● WHAT IS EXPECTED: Could you recast all of the material below as a Markdown table with the columns "No." and "Line", giving each non-blank line its own numbered row and leaving out the pictures?

● SOURCE MATERIAL:
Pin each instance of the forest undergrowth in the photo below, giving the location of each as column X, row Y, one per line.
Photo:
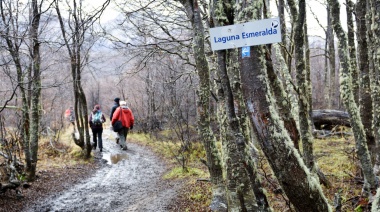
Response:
column 335, row 157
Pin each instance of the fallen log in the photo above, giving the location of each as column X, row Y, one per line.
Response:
column 328, row 119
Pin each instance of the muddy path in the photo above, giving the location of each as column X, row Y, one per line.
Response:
column 126, row 181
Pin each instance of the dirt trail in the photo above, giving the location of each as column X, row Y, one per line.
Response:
column 129, row 181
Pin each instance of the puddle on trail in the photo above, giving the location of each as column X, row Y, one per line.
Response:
column 114, row 158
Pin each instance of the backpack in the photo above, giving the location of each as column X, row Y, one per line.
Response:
column 97, row 118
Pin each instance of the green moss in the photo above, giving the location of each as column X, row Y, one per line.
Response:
column 179, row 173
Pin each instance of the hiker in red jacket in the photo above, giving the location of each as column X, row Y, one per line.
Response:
column 123, row 113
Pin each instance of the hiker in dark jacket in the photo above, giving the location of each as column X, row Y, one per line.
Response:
column 116, row 105
column 96, row 121
column 125, row 115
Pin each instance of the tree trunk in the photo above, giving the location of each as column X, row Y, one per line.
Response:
column 349, row 101
column 209, row 141
column 303, row 87
column 374, row 67
column 36, row 89
column 302, row 189
column 365, row 101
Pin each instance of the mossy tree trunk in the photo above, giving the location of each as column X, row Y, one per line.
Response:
column 304, row 87
column 349, row 101
column 365, row 101
column 73, row 34
column 13, row 43
column 35, row 88
column 352, row 50
column 330, row 89
column 373, row 30
column 301, row 187
column 209, row 141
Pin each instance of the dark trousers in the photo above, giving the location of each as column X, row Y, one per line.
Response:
column 97, row 137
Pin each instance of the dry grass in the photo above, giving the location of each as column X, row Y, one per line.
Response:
column 335, row 157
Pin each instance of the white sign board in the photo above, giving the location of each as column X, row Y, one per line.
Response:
column 246, row 34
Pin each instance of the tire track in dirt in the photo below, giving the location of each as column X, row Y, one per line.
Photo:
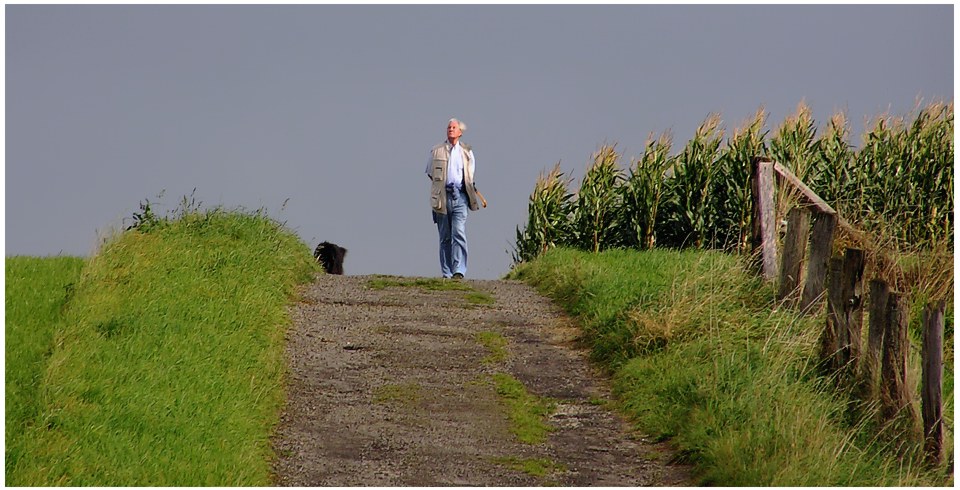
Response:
column 388, row 387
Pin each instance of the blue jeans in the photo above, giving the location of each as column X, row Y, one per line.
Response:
column 453, row 234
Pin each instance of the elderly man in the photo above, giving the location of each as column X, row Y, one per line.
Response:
column 452, row 194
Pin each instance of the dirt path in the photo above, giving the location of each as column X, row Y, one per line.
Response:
column 393, row 387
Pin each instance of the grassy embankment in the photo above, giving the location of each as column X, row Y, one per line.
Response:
column 163, row 366
column 700, row 356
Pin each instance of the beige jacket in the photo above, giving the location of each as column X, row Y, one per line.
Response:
column 438, row 189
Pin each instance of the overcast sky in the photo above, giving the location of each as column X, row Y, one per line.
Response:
column 324, row 115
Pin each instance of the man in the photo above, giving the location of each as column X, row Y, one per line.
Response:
column 452, row 194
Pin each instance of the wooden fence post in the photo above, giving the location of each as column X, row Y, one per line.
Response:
column 894, row 392
column 764, row 218
column 932, row 389
column 830, row 343
column 821, row 246
column 879, row 294
column 794, row 249
column 852, row 296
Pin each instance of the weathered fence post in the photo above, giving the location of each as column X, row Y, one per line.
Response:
column 894, row 392
column 821, row 246
column 879, row 293
column 932, row 389
column 830, row 351
column 764, row 218
column 794, row 249
column 852, row 297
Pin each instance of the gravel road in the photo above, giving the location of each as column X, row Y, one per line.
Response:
column 392, row 386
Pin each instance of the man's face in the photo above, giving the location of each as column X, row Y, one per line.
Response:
column 453, row 130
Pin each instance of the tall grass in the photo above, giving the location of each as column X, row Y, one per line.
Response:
column 700, row 357
column 37, row 290
column 168, row 368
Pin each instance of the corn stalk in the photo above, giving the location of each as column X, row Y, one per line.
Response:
column 595, row 214
column 548, row 214
column 641, row 193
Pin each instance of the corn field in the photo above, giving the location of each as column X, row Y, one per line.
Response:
column 898, row 183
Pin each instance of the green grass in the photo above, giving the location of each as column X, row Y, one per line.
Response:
column 699, row 357
column 36, row 291
column 528, row 413
column 168, row 367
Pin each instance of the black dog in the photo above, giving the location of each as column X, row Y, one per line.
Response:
column 331, row 256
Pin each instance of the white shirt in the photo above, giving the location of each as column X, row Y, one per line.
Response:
column 454, row 166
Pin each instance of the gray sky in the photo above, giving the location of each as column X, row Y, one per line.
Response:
column 333, row 109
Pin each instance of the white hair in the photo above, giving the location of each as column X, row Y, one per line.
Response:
column 463, row 125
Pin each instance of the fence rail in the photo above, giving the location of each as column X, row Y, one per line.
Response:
column 879, row 372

● EXPECTED ANSWER:
| No. | Line |
|---|---|
| 1 | Pin each instance of the forest undergrowth in the photo below, giving the location of each as column X, row Y, one per line. |
| 2 | Photo: |
| 3 | Response: |
| 4 | column 335, row 157 |
| 5 | Pin each instance of the fallen log in the photo above, giving the location of each as column X, row Y, one per line. |
| 6 | Response: |
| 7 | column 328, row 119 |
| 8 | Pin each instance of the muddy path in the photo above, giving the location of each as column X, row Y, one per line. |
| 9 | Response: |
| 10 | column 126, row 181 |
| 11 | Pin each instance of the dirt trail in the photo above, giving the location of each as column X, row Y, one per line. |
| 12 | Response: |
| 13 | column 129, row 181 |
| 14 | Pin each instance of the puddle on trail in the photo above, giving the location of each as column X, row Y, one per line. |
| 15 | Response: |
| 16 | column 114, row 158 |
| 17 | Pin each instance of the backpack in the photo above, giving the location of each as column X, row Y, one per line. |
| 18 | Response: |
| 19 | column 97, row 118 |
| 20 | Pin each instance of the green moss in the photo above, giving the location of each as column X, row Y, one per line. |
| 21 | Response: |
| 22 | column 179, row 173 |
| 23 | Pin each instance of the hiker in red jacket in the photo above, giving the location of each as column X, row Y, one per line. |
| 24 | Response: |
| 25 | column 123, row 113 |
| 26 | Pin each instance of the hiker in dark jacket in the photo above, giving the location of each as column X, row Y, one per line. |
| 27 | Response: |
| 28 | column 116, row 105 |
| 29 | column 96, row 121 |
| 30 | column 125, row 115 |
| 31 | Pin each instance of the tree trunk in the photo above, giving the location of each as column X, row Y, one per line. |
| 32 | Response: |
| 33 | column 349, row 101 |
| 34 | column 209, row 141 |
| 35 | column 303, row 87 |
| 36 | column 374, row 67 |
| 37 | column 36, row 89 |
| 38 | column 302, row 189 |
| 39 | column 365, row 101 |
| 40 | Pin each instance of the mossy tree trunk in the photo above, giving the location of each as column X, row Y, one per line. |
| 41 | Response: |
| 42 | column 304, row 87 |
| 43 | column 349, row 101 |
| 44 | column 365, row 101 |
| 45 | column 73, row 34 |
| 46 | column 13, row 43 |
| 47 | column 35, row 88 |
| 48 | column 352, row 50 |
| 49 | column 330, row 89 |
| 50 | column 373, row 30 |
| 51 | column 301, row 187 |
| 52 | column 209, row 141 |
| 53 | Pin each instance of the dark trousers in the photo above, giving the location of each as column X, row Y, one per line. |
| 54 | Response: |
| 55 | column 97, row 137 |
| 56 | Pin each instance of the dry grass in the photo above, giving the location of each as column X, row Y, one per line. |
| 57 | Response: |
| 58 | column 335, row 157 |
| 59 | Pin each instance of the white sign board in the photo above, giving the location of each as column X, row Y, one per line. |
| 60 | Response: |
| 61 | column 246, row 34 |
| 62 | Pin each instance of the tire track in dirt in the photo below, giving the location of each as column X, row Y, one per line. |
| 63 | Photo: |
| 64 | Response: |
| 65 | column 388, row 387 |
| 66 | Pin each instance of the blue jeans in the photo above, giving the location of each as column X, row Y, one per line. |
| 67 | Response: |
| 68 | column 453, row 234 |
| 69 | Pin each instance of the elderly man in the photo above, giving the location of each as column X, row Y, one per line. |
| 70 | Response: |
| 71 | column 452, row 194 |
| 72 | Pin each instance of the dirt path in the photo above, giving the location of each as column X, row Y, one per line. |
| 73 | Response: |
| 74 | column 393, row 387 |
| 75 | Pin each instance of the grassy embankment in the photo above, giving the location of each as column X, row Y, one per line. |
| 76 | Response: |
| 77 | column 163, row 366 |
| 78 | column 700, row 356 |
| 79 | Pin each instance of the beige jacket in the photo above, giving the location of each as column X, row Y, one per line. |
| 80 | Response: |
| 81 | column 438, row 189 |
| 82 | Pin each instance of the overcast sky in the photo above, giving the location of each as column X, row Y, one per line. |
| 83 | Response: |
| 84 | column 324, row 115 |
| 85 | Pin each instance of the man in the photo above, giving the location of each as column X, row Y, one per line. |
| 86 | Response: |
| 87 | column 452, row 194 |
| 88 | Pin each instance of the wooden fence post in the photo above, giving the location of each as column X, row Y, one per line. |
| 89 | Response: |
| 90 | column 894, row 392 |
| 91 | column 764, row 218 |
| 92 | column 932, row 389 |
| 93 | column 830, row 343 |
| 94 | column 821, row 246 |
| 95 | column 879, row 294 |
| 96 | column 794, row 249 |
| 97 | column 852, row 296 |
| 98 | Pin each instance of the weathered fence post in the photo above, giving the location of each as column X, row Y, one per line. |
| 99 | Response: |
| 100 | column 894, row 392 |
| 101 | column 821, row 246 |
| 102 | column 879, row 293 |
| 103 | column 932, row 389 |
| 104 | column 830, row 351 |
| 105 | column 764, row 218 |
| 106 | column 794, row 249 |
| 107 | column 852, row 297 |
| 108 | Pin each instance of the gravel road in the photo above, giving the location of each as column X, row Y, one per line. |
| 109 | Response: |
| 110 | column 392, row 386 |
| 111 | Pin each instance of the man's face in the photo above, giving the location of each as column X, row Y, one per line. |
| 112 | Response: |
| 113 | column 453, row 130 |
| 114 | Pin each instance of the tall grass in the photo above, giving the location of each as column X, row Y, one per line. |
| 115 | Response: |
| 116 | column 700, row 357 |
| 117 | column 37, row 290 |
| 118 | column 168, row 368 |
| 119 | Pin each instance of the corn stalk in the photo above, giving the location of each as column X, row Y, one per line. |
| 120 | Response: |
| 121 | column 595, row 214 |
| 122 | column 548, row 214 |
| 123 | column 641, row 193 |
| 124 | Pin each instance of the corn field in the photo above, giving the location of each as column X, row Y, one per line. |
| 125 | Response: |
| 126 | column 898, row 183 |
| 127 | Pin each instance of the green grass in the photo above, giving the location of each as column X, row Y, one per line. |
| 128 | Response: |
| 129 | column 699, row 357 |
| 130 | column 36, row 291 |
| 131 | column 528, row 413 |
| 132 | column 168, row 367 |
| 133 | Pin each instance of the black dog in the photo above, giving the location of each as column X, row Y, one per line. |
| 134 | Response: |
| 135 | column 331, row 256 |
| 136 | Pin each instance of the white shirt in the photo above, giving the location of each as column X, row Y, one per line. |
| 137 | Response: |
| 138 | column 454, row 166 |
| 139 | Pin each instance of the gray sky in the photo above, giving the location of each as column X, row Y, one per line. |
| 140 | Response: |
| 141 | column 333, row 109 |
| 142 | Pin each instance of the white hair in the photo above, giving the location of each as column X, row Y, one per line. |
| 143 | Response: |
| 144 | column 463, row 125 |
| 145 | Pin each instance of the fence rail in the photo above, giving the location of each as column X, row Y, one per line. |
| 146 | Response: |
| 147 | column 879, row 372 |